Answer these questions using the article about a Maui teacher one year after the Lahaina fire:
1. For how many years had Mindi Cherry taught at the school the fire destroyed?
2. How many students does she teach now?
3. For how long will the students be in the temporary modular classroom?
== READING TEXT
Advertisement
‘I know that we’re lucky’: How one Maui teacher is healing one year after Lahaina fire

Mindi Cherry is still processing the fire that destroyed her family’s home and the school she taught at for 14 years.
“It all feels like a dream or a nightmare that you're going to wake up from,” Cherry says. “We've had a lot of fires on Maui recently and just the smell. It triggers all of the visions of that night…like we escaped with embers and ash flying all around us. So I feel like it's never going to be normal again. But we're powering through everything. That's all we can really do.”
The first-grade teacher is rebuilding both her life and the lives of her students one year after a fast-moving wildfire on Maui killed 102 people and left thousands of people without homes.
Before the disaster, she taught almost two dozen students at King Kamehameha III Elementary School in Lahaina. But since many families had to move away, she now teaches only 10.
School is closed Thursday to observe one year since the fire. But over the months, she says it has been a safe place for children.
“It gave them somewhere to go other than their hotel room because a lot of them were in hotels with their entire family,” she says. “You could see their smiles and they loved seeing all of their friends. They had some trauma that they were dealing with as well.”
The students are now in a temporary modular classroom for at least the next five years. Cherry says they’ve decorated the metal walls with magnets to bring warmth to a cold space.
“We're not allowed to permanently put anything on the walls because the buildings are leased,” she says. “I feel like they did the best they could with the time they had, but it doesn't look or feel like an elementary school.”
====
== RECORD EXCERPTS
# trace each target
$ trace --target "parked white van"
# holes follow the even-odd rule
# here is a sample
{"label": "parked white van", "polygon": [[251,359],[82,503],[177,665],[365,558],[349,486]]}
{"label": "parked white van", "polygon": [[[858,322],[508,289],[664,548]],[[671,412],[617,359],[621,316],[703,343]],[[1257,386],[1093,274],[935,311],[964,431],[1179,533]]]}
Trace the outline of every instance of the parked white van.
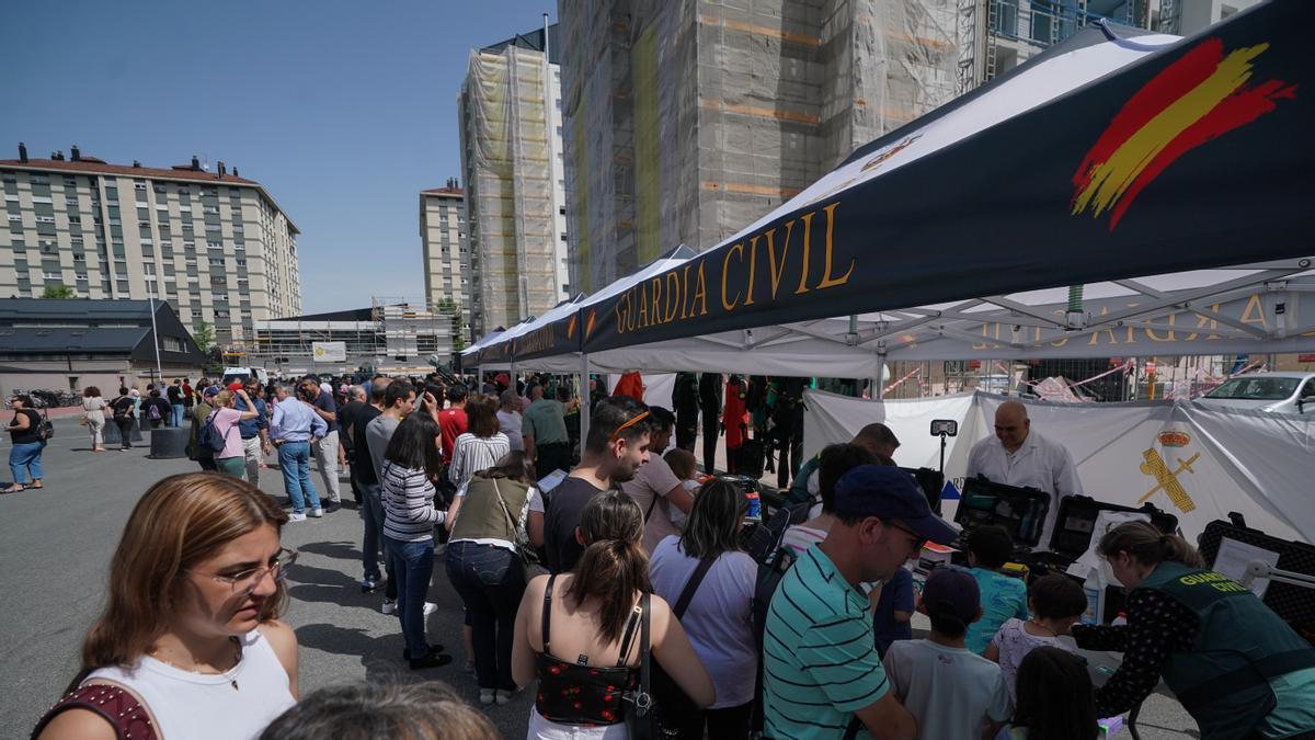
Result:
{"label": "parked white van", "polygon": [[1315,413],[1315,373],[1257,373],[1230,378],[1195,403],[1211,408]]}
====
== RECORD EXCERPTS
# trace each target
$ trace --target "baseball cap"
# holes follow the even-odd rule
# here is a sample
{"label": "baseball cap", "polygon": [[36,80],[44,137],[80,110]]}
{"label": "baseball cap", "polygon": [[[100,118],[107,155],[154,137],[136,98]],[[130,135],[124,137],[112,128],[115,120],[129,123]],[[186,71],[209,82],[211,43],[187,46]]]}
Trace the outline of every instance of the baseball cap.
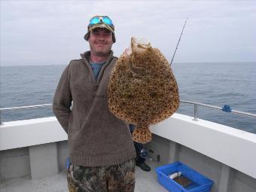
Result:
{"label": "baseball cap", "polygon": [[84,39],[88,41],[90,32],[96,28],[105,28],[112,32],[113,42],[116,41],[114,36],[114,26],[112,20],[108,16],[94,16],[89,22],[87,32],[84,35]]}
====
== RECORD EXCERPTS
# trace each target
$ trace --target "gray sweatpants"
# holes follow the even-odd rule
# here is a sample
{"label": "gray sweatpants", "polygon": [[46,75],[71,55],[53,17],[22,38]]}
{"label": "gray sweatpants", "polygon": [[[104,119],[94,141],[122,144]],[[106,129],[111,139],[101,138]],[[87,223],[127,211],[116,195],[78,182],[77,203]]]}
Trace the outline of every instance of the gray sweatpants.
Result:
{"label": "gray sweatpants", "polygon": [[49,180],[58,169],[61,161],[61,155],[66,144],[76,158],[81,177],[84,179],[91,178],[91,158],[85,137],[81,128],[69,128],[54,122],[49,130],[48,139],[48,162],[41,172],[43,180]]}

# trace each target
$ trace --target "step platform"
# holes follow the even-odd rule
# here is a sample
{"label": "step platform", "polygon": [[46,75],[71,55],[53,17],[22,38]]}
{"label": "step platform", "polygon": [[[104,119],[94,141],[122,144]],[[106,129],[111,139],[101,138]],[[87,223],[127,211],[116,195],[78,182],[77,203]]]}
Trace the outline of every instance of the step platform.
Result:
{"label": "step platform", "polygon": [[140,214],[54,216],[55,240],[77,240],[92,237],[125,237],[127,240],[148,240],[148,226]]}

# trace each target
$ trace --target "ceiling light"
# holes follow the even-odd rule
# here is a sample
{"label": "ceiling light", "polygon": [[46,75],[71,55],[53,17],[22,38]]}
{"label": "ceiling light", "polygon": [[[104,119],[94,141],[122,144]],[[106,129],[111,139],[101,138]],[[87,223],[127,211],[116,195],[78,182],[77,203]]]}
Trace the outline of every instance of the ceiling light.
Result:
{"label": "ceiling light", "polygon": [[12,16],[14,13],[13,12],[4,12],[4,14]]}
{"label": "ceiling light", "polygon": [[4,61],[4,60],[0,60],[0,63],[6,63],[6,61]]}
====
* RESPONSE *
1. 14 years.
2. 10 students.
3. At least the next five years.